- _Text_
START
[Python-bugs-list] [ python-Bugs-690214 ] robotparser only applies first applicable rule
SourceForge.net
noreply@sourceforge.net
Thu, 06 Mar 2003 00:27:13 -0800
Bugs item #690214, was opened at 2003-02-20 12:55
You can respond by visiting:
https://sourceforge.net/tracker/?func=detail&atid=105470&aid=690214&group_id=5470
Category: Python Library
Group: None
>Status: Closed
>Resolution: Invalid
Priority: 5
Submitted By: Mark Pilgrim (f8dy)
Assigned to: Skip Montanaro (montanaro)
Summary: robotparser only applies first applicable rule
Initial Comment:
robotparser robotparser.py::RobotFileParser::can_fetch
currently returns the result of the first applicable rule. It
should loop through all rules looking for anything that
disallows access. For example, if your first rule applies
to 'wget' and 'python' and disallows access to /dir1/, and
your second rule is a 'python' rule that disallows access
to /dir2/, robotparser will falsely claim that python is
allowed to access /dir2/.
END
- _Given task a_
According to the bug report, who is the issue assigned to?
The bug report and the listing that comes after it are unrelated to each other.

- _Extracted information_
START
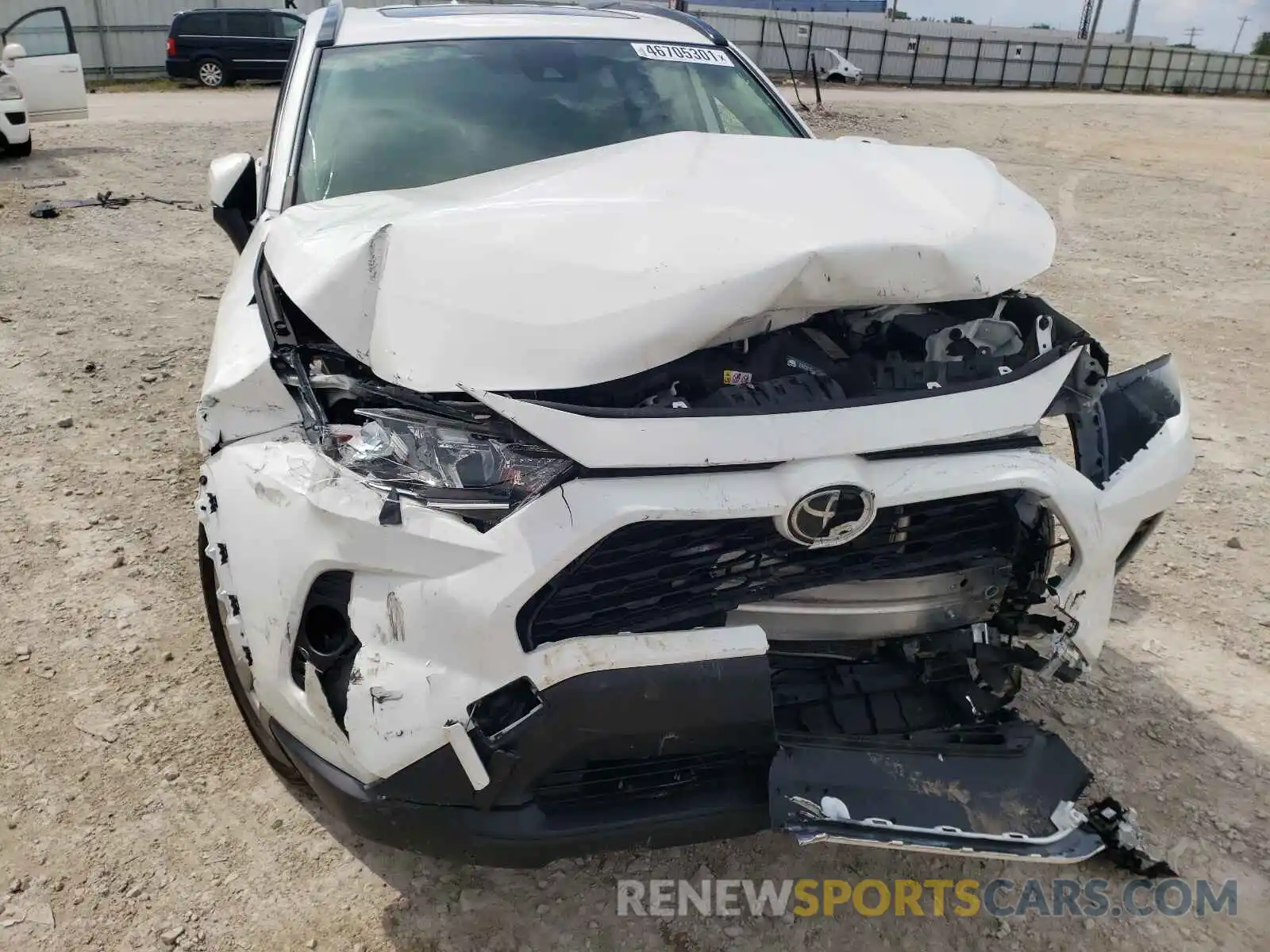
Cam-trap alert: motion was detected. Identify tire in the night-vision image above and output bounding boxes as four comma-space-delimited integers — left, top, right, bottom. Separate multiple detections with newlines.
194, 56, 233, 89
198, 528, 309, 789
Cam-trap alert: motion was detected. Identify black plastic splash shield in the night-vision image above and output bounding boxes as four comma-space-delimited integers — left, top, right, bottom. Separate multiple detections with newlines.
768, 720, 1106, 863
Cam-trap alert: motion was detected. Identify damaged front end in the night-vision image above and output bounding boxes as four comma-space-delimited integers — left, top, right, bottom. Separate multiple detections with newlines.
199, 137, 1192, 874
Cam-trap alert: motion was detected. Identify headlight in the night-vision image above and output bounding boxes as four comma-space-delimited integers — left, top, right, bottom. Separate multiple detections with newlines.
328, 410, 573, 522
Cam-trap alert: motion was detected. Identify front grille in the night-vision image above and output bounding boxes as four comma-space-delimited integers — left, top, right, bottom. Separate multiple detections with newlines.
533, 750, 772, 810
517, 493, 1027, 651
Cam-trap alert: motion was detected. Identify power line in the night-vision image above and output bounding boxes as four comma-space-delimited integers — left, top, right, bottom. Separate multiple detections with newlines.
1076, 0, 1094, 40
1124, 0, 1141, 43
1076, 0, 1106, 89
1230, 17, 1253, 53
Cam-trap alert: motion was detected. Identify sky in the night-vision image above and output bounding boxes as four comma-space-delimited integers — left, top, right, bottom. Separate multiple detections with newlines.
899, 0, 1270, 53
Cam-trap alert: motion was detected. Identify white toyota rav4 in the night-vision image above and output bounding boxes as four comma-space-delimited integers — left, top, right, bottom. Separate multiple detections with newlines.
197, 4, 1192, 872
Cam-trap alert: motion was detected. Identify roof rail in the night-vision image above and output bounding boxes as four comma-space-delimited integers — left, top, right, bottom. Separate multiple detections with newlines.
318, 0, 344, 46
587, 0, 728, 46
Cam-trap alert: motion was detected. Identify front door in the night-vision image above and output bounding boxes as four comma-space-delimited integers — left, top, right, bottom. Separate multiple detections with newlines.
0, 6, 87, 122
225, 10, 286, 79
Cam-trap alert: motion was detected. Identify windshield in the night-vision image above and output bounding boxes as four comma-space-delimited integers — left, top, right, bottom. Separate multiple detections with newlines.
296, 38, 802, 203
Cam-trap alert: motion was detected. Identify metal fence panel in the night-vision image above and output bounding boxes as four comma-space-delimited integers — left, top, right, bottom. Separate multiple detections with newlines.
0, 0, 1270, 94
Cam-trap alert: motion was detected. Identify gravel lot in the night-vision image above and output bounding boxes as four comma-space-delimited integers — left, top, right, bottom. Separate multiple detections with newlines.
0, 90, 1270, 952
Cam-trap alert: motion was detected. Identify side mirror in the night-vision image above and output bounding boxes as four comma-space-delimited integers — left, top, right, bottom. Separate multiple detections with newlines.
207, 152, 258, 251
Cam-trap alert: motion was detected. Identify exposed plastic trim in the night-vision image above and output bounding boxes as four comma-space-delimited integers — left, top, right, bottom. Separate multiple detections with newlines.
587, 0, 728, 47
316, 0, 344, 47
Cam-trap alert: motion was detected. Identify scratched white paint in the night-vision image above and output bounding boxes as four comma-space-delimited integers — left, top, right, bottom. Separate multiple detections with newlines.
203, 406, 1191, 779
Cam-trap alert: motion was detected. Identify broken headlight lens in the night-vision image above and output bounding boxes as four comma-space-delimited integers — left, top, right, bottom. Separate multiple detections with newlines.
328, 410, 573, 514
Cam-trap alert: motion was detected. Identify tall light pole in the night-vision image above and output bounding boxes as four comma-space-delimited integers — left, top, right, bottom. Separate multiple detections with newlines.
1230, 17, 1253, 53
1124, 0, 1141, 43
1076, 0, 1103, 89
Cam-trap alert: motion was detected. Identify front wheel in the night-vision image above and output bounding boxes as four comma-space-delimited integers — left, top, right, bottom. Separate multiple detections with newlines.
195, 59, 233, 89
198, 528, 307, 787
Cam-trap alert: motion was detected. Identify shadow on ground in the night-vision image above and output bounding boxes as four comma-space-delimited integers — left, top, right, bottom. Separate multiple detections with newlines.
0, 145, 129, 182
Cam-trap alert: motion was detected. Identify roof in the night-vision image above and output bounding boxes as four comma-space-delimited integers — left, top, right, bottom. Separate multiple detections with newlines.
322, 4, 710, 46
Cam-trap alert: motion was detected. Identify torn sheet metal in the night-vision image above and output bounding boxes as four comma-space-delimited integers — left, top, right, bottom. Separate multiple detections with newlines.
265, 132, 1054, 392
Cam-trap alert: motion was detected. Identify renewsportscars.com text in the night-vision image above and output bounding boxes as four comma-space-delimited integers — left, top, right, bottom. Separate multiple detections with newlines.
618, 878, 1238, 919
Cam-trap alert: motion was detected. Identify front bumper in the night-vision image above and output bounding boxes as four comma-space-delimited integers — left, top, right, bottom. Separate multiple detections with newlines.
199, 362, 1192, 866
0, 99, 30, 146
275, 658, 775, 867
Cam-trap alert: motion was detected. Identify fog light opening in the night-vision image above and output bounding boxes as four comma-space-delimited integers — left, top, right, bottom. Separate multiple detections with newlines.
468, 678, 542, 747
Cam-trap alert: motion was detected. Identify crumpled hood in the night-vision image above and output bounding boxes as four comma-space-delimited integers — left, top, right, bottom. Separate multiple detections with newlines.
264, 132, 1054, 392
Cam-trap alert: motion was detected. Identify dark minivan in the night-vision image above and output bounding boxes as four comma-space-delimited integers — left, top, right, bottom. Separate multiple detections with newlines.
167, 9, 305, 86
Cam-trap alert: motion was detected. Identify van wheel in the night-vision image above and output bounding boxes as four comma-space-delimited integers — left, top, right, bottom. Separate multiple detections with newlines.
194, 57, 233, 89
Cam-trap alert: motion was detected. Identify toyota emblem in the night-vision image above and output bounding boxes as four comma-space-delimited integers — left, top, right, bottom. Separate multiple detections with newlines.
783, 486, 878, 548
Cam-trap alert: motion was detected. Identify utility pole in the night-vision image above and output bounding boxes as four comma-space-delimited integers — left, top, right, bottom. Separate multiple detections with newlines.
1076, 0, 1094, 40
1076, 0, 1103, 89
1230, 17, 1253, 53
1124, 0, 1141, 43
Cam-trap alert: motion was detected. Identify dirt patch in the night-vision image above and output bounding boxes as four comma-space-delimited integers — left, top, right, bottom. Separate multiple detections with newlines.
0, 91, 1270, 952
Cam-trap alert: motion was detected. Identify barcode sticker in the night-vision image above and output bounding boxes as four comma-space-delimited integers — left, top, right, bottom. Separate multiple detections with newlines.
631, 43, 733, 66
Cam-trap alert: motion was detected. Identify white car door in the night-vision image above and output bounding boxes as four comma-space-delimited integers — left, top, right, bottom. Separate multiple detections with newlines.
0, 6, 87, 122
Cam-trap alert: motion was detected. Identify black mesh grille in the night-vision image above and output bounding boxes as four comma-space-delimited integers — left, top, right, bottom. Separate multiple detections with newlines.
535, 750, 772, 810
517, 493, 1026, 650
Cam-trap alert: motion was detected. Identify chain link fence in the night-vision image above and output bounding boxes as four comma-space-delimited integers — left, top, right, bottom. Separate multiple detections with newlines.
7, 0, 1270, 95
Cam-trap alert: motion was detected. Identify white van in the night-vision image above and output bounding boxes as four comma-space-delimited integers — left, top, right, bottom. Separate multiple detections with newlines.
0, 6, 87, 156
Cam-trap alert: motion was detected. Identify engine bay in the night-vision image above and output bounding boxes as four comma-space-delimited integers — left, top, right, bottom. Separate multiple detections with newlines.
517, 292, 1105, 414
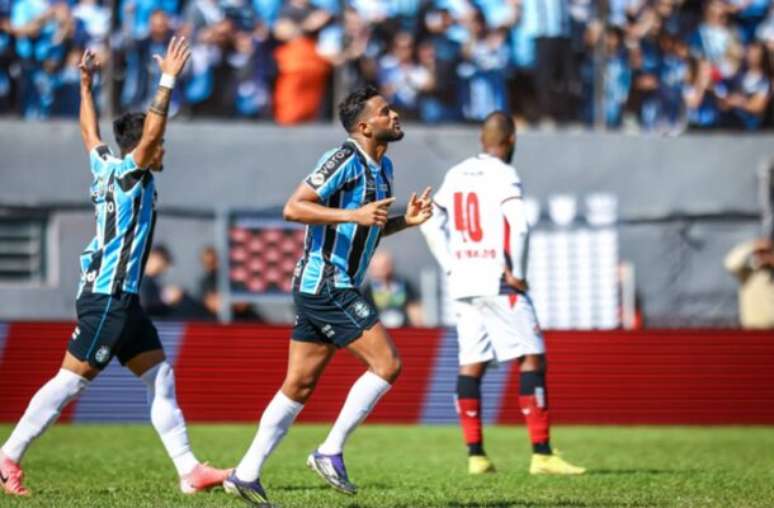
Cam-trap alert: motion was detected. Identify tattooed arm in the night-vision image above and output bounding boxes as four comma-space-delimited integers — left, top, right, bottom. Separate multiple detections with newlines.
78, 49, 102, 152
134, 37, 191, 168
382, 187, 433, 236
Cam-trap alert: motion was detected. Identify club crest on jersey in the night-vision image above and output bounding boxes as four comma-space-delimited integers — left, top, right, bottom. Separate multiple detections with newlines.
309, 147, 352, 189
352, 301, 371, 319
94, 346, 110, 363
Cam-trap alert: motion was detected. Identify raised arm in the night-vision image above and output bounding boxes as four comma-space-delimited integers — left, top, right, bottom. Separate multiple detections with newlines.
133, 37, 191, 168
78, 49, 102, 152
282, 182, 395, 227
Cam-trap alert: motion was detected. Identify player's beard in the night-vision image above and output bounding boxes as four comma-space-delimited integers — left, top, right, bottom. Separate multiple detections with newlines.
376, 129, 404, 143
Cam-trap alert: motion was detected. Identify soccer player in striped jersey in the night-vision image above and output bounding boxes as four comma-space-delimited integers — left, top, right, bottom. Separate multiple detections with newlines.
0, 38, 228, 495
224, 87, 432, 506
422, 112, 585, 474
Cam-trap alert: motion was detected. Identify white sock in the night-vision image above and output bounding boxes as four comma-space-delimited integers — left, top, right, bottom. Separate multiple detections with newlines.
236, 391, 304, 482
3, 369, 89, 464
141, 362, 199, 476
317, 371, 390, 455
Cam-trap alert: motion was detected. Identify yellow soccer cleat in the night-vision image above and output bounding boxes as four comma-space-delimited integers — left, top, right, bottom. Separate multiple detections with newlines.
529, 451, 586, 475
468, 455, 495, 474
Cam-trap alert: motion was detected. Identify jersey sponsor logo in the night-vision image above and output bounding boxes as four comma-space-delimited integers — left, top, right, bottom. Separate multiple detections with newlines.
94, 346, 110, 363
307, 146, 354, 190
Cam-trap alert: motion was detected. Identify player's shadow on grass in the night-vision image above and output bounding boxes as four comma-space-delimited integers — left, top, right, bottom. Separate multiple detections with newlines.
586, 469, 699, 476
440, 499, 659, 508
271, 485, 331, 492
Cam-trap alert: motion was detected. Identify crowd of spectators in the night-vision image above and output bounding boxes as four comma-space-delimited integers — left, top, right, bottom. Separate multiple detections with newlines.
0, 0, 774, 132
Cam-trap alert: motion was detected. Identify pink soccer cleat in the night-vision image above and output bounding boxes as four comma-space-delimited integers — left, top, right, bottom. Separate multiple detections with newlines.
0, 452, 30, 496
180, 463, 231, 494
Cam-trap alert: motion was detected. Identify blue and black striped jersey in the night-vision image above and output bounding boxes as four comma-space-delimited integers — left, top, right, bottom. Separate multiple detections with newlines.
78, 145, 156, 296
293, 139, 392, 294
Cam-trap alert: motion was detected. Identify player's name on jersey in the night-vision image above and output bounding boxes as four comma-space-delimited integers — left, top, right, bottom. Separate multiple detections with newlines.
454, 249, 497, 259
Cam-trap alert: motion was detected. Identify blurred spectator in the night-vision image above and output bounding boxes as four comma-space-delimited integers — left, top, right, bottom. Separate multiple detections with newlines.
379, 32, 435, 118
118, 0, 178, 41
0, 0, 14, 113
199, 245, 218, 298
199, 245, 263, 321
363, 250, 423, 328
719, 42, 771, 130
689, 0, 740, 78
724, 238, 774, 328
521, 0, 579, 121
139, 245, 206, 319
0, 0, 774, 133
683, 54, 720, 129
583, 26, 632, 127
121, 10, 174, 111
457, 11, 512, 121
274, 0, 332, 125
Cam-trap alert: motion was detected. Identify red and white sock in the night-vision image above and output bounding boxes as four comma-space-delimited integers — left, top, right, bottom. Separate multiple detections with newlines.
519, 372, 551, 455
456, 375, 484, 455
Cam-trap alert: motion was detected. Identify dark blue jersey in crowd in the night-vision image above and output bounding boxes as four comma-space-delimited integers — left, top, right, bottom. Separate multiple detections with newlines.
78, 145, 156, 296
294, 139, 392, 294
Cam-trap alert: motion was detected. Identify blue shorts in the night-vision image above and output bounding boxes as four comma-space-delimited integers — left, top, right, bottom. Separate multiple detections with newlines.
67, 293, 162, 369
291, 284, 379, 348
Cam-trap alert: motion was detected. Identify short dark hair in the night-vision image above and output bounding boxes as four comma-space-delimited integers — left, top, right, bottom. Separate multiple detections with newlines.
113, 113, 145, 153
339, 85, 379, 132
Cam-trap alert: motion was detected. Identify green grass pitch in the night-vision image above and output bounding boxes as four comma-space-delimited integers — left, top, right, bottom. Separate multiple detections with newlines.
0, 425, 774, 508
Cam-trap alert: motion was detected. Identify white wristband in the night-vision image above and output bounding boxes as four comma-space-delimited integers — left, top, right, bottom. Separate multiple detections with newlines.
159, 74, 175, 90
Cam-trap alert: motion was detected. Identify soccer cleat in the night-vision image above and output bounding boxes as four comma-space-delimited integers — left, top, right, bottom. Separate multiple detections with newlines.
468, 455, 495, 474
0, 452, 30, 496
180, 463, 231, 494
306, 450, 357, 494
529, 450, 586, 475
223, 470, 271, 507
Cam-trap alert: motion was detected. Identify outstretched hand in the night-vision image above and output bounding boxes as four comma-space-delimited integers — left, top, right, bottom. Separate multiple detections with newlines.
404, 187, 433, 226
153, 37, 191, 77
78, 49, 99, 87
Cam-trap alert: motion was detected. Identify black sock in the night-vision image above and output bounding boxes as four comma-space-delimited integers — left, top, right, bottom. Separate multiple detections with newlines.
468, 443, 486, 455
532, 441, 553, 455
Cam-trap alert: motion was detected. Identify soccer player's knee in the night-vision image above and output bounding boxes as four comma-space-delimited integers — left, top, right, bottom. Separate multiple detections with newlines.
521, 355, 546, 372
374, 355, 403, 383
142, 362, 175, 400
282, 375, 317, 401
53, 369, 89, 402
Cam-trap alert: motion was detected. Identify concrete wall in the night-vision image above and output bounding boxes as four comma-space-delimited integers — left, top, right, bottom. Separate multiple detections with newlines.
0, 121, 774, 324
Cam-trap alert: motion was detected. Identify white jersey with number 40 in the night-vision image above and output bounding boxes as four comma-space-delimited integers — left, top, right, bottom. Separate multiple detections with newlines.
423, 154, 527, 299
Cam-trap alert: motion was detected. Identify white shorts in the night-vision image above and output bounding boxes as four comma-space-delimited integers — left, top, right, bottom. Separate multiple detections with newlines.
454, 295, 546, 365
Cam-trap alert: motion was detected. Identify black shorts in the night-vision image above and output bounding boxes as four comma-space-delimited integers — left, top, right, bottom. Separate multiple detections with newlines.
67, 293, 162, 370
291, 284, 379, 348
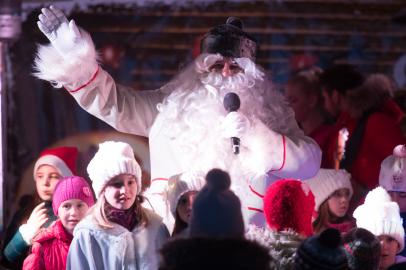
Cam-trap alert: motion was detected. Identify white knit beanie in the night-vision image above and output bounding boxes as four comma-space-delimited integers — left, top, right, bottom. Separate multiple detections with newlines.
END
- _Given task b_
Write out the lines of the listing starting with the line that contains "Cam-trap alert: motion was detected. Identify tattooed" and going on through the line that contains "382, 187, 433, 236".

- _Complete response a_
Skip Montanaro (montanaro)

- _Complete response b_
Cam-trap alert: motion was detected. Identify tattooed arm in the night-vision image above and output bounding boxes as four comma-space-delimited integers — left, top, right, bottom. Separate multiple detections with newlines.
78, 49, 102, 152
134, 37, 191, 168
382, 187, 433, 236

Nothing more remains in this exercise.